** START OF Source records **

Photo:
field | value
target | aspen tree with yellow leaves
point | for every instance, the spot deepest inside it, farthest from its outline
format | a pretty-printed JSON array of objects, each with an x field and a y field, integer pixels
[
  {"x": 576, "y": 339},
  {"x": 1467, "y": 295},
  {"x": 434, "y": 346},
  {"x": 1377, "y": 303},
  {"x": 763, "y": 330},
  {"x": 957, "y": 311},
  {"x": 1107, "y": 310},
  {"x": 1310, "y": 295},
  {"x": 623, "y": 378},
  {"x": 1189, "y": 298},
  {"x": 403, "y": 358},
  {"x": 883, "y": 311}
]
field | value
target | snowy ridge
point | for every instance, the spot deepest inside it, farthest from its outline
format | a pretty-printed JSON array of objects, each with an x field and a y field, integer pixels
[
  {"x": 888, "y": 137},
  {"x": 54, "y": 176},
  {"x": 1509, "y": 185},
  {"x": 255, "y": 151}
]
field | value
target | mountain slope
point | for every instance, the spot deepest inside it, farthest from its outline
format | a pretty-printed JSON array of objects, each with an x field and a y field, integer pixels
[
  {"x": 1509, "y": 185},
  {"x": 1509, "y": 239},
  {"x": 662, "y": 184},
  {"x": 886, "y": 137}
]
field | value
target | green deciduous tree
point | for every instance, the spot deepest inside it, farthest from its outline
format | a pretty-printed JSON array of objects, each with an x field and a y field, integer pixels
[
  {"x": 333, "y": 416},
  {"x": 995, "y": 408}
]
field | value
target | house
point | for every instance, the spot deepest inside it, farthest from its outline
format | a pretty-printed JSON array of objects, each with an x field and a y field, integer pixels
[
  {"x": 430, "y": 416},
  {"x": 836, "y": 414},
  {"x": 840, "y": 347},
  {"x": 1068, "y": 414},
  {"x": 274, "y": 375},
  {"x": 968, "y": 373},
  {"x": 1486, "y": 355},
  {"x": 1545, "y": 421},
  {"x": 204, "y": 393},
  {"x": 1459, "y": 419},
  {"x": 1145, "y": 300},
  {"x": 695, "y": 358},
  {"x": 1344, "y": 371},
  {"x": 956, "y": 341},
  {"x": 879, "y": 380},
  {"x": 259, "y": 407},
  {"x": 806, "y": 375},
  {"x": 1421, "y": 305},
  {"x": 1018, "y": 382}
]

** END OF Source records **

Work to complete: Transcribe every line of the data, exactly as it stands.

Correct result:
Photo:
field | value
target | aspen tree with yellow leaves
point | for every instance, the spot deepest inside it, farthest from its outline
format | a pretty-printed JSON array of objects, each with an x field and a y field, integer pixels
[
  {"x": 576, "y": 339},
  {"x": 1467, "y": 295},
  {"x": 434, "y": 346},
  {"x": 1377, "y": 303},
  {"x": 763, "y": 330},
  {"x": 957, "y": 311},
  {"x": 1107, "y": 310},
  {"x": 1310, "y": 295},
  {"x": 623, "y": 378},
  {"x": 1189, "y": 298},
  {"x": 403, "y": 358},
  {"x": 883, "y": 311}
]
field | value
target | snowy ridge
point | for every instance, the spot deepest inside it, farthest from its outline
format | a pretty-printed JSON array of objects, each with an x field and a y field, integer pixels
[
  {"x": 888, "y": 137},
  {"x": 54, "y": 176},
  {"x": 1509, "y": 185},
  {"x": 255, "y": 151}
]
field | value
target | mountain slope
point | for every instance, the spot deepest inside it, farthest from its outline
format | a pretty-printed JSON array of objects, each with an x field and a y field, integer pixels
[
  {"x": 1509, "y": 185},
  {"x": 1509, "y": 239},
  {"x": 662, "y": 184},
  {"x": 886, "y": 137}
]
field | value
target | green deciduous tree
point | for every instance, the spot deepest inside it, farthest from its outline
format | a pretty-printed JSON array of objects, each with an x field and a y field, integer pixels
[
  {"x": 333, "y": 416},
  {"x": 995, "y": 408}
]
field | value
target | house
point | for every instance, the spot deepest inside it, farthest from its outline
format | a pretty-printed JSON array of objects, each with an x field and a y field, integer pixels
[
  {"x": 430, "y": 416},
  {"x": 836, "y": 414},
  {"x": 840, "y": 347},
  {"x": 1068, "y": 414},
  {"x": 274, "y": 375},
  {"x": 968, "y": 373},
  {"x": 1486, "y": 355},
  {"x": 1545, "y": 421},
  {"x": 204, "y": 393},
  {"x": 1459, "y": 419},
  {"x": 1145, "y": 300},
  {"x": 695, "y": 358},
  {"x": 1344, "y": 371},
  {"x": 956, "y": 341},
  {"x": 879, "y": 380},
  {"x": 259, "y": 407},
  {"x": 806, "y": 375},
  {"x": 1421, "y": 305},
  {"x": 1018, "y": 382}
]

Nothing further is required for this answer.